=== What is needed ===
Copy each line from the data that has the word "frieze" in it.

=== Entries provided ===

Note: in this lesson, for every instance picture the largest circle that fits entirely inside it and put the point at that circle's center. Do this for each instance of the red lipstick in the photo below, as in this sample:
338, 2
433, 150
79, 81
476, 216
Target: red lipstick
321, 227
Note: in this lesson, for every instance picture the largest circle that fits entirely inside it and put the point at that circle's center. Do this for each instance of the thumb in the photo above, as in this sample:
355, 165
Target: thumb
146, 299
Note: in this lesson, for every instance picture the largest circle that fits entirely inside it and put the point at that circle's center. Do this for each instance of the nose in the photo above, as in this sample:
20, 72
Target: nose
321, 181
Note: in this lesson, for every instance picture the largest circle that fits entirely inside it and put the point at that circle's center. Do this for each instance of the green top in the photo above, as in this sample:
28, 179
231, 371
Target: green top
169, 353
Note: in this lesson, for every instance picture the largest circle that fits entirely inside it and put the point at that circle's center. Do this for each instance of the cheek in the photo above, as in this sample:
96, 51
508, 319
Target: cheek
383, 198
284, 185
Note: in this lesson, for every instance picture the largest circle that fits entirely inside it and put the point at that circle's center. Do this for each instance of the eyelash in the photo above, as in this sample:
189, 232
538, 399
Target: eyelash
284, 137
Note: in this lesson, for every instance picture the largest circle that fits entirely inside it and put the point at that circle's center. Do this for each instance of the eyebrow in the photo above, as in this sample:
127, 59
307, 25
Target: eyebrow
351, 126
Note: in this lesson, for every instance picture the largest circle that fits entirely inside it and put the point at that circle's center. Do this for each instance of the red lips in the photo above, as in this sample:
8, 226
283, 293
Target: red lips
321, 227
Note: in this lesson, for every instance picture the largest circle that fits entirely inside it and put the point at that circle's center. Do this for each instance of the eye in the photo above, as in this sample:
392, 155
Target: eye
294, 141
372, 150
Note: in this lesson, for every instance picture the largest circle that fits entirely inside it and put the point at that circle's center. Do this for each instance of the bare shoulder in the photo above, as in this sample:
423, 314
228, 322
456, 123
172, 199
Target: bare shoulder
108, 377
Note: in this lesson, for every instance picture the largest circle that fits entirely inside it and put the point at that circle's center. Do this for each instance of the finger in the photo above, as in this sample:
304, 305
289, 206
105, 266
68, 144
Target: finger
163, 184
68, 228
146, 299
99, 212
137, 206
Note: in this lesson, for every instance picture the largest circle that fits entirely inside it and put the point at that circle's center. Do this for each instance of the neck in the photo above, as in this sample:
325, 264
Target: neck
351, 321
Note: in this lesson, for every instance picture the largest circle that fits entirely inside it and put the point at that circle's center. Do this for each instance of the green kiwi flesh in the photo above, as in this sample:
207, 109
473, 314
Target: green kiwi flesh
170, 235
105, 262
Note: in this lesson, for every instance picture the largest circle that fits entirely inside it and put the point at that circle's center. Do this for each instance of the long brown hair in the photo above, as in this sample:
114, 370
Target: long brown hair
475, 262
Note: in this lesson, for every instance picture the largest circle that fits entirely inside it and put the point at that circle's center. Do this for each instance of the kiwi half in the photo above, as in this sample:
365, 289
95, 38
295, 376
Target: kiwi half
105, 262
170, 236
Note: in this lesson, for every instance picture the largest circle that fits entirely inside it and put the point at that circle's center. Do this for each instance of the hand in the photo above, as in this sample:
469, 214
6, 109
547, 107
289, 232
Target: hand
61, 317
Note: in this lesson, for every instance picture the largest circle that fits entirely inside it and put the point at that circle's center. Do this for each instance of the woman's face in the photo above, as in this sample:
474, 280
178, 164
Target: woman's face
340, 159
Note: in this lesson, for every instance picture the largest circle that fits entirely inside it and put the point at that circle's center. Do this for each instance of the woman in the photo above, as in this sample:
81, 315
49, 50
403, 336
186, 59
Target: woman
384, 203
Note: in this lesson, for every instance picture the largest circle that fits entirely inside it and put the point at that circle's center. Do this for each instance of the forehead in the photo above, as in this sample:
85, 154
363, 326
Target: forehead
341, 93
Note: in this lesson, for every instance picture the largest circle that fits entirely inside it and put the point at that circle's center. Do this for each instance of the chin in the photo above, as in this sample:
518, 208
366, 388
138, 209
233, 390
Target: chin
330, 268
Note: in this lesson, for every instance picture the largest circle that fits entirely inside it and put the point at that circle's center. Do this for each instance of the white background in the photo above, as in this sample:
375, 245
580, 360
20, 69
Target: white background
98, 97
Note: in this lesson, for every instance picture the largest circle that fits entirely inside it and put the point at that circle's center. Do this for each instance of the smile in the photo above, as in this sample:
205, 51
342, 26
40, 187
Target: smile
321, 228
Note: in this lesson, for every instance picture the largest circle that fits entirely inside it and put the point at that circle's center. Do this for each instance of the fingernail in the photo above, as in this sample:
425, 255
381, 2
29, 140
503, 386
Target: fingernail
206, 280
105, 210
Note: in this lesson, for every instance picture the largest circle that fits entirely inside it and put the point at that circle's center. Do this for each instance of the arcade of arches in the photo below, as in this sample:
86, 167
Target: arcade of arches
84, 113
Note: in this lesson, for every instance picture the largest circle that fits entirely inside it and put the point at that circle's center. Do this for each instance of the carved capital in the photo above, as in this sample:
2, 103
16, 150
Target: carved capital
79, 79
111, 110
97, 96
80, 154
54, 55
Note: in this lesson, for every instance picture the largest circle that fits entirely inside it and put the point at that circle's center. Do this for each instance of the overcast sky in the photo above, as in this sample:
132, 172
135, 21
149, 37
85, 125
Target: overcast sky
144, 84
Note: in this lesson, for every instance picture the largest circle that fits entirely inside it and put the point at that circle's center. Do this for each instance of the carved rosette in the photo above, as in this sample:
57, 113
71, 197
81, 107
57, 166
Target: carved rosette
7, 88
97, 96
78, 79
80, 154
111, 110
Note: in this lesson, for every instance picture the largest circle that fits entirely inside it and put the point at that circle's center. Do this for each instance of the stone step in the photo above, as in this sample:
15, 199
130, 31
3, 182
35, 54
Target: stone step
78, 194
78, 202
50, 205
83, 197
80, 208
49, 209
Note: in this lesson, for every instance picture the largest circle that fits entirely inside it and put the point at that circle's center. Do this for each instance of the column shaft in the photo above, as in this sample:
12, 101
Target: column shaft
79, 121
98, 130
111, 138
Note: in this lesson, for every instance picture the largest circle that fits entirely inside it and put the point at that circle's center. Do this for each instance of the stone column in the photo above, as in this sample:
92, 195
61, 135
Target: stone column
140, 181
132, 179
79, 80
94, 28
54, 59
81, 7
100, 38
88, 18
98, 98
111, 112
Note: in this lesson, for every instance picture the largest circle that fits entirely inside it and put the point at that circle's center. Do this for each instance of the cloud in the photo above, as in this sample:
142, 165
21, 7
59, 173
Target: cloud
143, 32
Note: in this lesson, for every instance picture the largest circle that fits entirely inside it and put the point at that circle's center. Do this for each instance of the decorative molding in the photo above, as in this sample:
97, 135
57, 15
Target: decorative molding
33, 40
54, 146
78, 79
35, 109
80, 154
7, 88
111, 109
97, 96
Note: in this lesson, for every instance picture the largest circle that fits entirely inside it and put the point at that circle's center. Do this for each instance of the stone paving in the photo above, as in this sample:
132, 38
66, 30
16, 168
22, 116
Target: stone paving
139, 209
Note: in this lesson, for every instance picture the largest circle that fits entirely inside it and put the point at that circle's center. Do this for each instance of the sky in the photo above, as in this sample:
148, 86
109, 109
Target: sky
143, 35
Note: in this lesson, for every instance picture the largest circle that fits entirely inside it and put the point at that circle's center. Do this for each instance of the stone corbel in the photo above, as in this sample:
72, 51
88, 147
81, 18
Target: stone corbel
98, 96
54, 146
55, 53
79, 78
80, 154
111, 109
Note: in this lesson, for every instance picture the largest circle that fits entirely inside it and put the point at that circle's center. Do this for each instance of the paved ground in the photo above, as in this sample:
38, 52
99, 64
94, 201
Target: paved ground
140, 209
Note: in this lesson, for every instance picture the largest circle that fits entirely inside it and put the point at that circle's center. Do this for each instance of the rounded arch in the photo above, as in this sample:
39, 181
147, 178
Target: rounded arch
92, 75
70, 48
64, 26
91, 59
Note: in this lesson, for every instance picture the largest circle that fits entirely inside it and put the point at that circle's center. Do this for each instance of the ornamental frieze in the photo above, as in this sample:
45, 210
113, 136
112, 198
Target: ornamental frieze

=== Response box ===
Note: in this lesson, for every instance picture the largest circle that fits entirely inside it and put the point at that circle's center. Do this for each instance of the ornamental frieze in the photo above, as in this sample:
Target: ornamental frieze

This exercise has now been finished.